- REQUIRED ACTION 1
In the passage on omega-3s and depression, what fatty acid had to be given at a high dose alongside DHA for depressive symptoms to improve?
- REQUIRED ACTION 2
Continue the passage on omega-3 fatty acids and depression from its final sentence.
#### EXERCISE PASSAGE
Omega-3 fatty acids, commonly found in oily, cold-water fish such as salmon, tuna, sardines, trout and herring, may help alleviate depression, a new study suggests. But researchers cautioned that the anti-depressive effect was only seen when a particular type of fatty acid called DHA is used in the right ratio with another fatty acid known as EPA.
Some fish such as salmon, tuna, trout, and herring, as well as some nuts, soybeans and flax seed do contain both DHA and EPA nutrients.
The study analyzed results of several controlled clinical trials on the use of omega-3s to treat people diagnosed with depression. Researchers found that when DHA (docosahexaenoic acid) was combined with a high dose of EPA (eicosapentenoic acid), depressive symptoms were indeed improved. As reported by Jenifer Goodwin, writing for HealthDay.com, experts cautioned that depressed individuals should not rely on fish or fish oil supplements alone to treat depression.
########
#### PROVIDED MATERIAL
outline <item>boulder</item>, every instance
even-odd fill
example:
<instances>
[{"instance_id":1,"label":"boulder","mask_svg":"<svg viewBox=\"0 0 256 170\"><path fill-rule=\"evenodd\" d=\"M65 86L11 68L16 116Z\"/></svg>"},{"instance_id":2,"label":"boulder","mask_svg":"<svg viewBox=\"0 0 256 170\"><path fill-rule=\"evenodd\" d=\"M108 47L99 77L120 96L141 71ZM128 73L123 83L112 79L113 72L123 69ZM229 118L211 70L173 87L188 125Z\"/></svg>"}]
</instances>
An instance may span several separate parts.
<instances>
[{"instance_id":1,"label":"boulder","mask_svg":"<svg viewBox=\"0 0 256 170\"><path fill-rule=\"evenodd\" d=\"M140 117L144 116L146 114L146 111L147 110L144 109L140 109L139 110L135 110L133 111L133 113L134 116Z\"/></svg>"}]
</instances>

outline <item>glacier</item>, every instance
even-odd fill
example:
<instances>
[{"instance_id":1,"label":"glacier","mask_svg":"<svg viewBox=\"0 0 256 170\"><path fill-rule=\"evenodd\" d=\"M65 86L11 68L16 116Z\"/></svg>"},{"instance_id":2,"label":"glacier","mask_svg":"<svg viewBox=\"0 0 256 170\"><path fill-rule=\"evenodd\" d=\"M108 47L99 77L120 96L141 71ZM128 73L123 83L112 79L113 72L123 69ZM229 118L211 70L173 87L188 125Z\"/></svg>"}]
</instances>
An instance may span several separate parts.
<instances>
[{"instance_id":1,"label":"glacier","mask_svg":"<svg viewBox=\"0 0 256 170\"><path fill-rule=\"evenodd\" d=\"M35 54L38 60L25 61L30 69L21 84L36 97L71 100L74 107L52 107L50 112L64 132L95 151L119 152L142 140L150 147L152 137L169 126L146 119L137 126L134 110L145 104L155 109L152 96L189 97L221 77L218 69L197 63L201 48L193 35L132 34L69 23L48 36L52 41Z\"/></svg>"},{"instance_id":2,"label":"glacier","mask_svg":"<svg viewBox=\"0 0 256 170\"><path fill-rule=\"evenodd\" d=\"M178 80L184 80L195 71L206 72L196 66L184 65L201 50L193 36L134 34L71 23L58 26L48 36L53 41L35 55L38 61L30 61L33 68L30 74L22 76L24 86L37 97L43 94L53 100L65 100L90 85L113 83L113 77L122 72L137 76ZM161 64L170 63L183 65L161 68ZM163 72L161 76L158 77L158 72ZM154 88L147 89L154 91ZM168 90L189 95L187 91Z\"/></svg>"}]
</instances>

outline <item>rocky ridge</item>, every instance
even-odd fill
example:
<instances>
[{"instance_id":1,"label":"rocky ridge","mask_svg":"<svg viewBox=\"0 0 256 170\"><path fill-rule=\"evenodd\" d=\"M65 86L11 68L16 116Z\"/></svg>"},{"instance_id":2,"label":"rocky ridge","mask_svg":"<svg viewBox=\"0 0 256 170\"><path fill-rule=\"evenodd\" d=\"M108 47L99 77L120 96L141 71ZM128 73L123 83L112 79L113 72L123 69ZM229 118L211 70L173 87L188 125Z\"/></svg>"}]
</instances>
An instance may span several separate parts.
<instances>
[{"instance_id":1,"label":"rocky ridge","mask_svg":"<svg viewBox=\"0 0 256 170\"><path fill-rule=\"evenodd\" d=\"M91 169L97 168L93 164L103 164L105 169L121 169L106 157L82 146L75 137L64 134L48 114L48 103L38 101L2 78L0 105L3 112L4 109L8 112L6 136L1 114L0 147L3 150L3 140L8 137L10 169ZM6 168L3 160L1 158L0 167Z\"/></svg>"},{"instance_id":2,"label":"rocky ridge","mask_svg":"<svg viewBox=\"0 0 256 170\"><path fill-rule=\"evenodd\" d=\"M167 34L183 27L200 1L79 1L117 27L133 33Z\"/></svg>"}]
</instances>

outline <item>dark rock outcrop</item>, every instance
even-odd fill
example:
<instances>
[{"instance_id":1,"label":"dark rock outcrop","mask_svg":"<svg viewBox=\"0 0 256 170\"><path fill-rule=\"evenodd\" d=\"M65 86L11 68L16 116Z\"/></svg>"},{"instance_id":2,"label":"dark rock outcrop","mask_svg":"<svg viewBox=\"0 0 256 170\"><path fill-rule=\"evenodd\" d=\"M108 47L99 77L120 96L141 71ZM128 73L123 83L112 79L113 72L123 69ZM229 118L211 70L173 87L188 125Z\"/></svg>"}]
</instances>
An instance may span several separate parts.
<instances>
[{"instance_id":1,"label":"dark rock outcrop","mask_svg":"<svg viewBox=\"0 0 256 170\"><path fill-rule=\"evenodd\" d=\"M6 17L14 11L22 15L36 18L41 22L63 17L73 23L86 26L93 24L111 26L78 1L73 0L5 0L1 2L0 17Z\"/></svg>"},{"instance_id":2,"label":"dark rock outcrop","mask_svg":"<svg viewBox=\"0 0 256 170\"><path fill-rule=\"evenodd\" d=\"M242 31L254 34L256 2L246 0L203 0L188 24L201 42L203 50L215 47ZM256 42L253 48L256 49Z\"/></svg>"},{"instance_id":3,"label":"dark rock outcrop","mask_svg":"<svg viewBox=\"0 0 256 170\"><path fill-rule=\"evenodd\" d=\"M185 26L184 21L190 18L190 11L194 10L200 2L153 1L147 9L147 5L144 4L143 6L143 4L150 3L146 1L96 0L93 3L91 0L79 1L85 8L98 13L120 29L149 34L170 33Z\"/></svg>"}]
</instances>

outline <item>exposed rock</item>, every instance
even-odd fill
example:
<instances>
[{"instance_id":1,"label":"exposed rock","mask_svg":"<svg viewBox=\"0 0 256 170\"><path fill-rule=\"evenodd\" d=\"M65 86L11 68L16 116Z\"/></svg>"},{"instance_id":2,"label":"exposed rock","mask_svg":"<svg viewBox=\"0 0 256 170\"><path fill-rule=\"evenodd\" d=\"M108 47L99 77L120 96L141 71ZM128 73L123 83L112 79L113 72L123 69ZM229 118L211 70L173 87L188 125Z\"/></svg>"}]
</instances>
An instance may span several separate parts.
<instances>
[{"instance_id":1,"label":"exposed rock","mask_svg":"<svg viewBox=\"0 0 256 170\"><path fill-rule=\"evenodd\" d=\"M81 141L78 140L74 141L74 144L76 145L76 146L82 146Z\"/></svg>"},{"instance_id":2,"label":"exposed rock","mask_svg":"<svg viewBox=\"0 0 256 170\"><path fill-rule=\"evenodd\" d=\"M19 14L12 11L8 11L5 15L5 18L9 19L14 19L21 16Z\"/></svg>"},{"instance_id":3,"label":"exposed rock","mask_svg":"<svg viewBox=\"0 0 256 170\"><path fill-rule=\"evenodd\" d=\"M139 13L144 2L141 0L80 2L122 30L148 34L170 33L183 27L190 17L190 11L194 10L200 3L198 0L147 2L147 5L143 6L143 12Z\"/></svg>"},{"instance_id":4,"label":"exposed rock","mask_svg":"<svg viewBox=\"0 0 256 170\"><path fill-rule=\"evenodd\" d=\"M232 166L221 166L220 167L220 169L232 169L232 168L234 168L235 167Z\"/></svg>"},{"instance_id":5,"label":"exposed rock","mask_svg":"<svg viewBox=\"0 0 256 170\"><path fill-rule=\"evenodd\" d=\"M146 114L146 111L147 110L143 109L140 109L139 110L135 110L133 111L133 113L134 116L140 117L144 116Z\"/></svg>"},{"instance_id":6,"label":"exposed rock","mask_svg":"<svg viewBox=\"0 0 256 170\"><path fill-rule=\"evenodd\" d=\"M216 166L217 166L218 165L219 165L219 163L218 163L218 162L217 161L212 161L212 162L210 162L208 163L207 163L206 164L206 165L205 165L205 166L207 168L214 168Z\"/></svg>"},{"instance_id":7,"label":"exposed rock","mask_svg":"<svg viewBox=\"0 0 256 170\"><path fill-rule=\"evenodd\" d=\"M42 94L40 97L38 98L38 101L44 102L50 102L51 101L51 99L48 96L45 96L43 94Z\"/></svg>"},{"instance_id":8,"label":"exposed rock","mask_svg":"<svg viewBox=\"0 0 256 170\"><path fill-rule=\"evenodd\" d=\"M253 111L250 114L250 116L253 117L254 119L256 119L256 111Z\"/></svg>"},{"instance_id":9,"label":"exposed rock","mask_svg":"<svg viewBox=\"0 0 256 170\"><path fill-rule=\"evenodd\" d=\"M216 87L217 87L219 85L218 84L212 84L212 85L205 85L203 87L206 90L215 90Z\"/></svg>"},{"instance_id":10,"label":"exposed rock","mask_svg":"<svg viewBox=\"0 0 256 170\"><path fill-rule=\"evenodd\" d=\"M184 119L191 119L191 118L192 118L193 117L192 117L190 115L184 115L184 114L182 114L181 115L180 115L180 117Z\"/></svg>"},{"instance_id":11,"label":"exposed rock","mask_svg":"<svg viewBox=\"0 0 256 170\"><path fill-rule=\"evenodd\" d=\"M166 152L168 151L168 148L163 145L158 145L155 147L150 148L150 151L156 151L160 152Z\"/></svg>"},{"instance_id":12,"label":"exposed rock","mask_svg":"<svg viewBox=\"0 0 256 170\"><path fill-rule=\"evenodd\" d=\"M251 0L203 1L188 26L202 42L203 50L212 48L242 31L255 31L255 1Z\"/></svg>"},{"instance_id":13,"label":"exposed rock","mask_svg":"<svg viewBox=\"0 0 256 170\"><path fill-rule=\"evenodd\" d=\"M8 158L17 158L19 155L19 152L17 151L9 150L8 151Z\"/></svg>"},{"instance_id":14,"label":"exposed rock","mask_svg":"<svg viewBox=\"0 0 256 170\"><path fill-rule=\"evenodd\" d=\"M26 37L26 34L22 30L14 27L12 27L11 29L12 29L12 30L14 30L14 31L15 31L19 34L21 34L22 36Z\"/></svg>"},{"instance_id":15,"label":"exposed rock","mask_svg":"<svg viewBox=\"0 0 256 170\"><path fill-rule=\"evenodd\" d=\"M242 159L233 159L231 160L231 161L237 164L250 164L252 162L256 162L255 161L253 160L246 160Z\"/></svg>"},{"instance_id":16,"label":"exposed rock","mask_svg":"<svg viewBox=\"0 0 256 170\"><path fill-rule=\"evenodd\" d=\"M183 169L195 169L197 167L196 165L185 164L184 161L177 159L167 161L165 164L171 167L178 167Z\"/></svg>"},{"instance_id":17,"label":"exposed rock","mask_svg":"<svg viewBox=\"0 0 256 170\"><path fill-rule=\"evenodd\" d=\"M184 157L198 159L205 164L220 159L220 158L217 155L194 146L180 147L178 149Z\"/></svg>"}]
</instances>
########
- ANSWER SPACE 1
EPA (eicosapentenoic acid)

- ANSWER SPACE 2
Funded by the U.S. National Institutes of Health, the study was presented last month at the American College of Neuropsychopharmacology meeting in Miami.
Leaders of the study said the consistent finding was that omega-3s can improve the mood of those who have symptoms of depression. But they stressed that people suffering from such symptoms should be evaluated by their mental health professional to determine the proper course of therapy.
The DHA/EPA combo was not found to elevate the mood of study participants who were not depressed.
But increasing the amount of fish in one’s diet certainly can’t hurt, right? Well, you do have to watch out for certain fish that contain high levels of mercury. There’s always a caveat.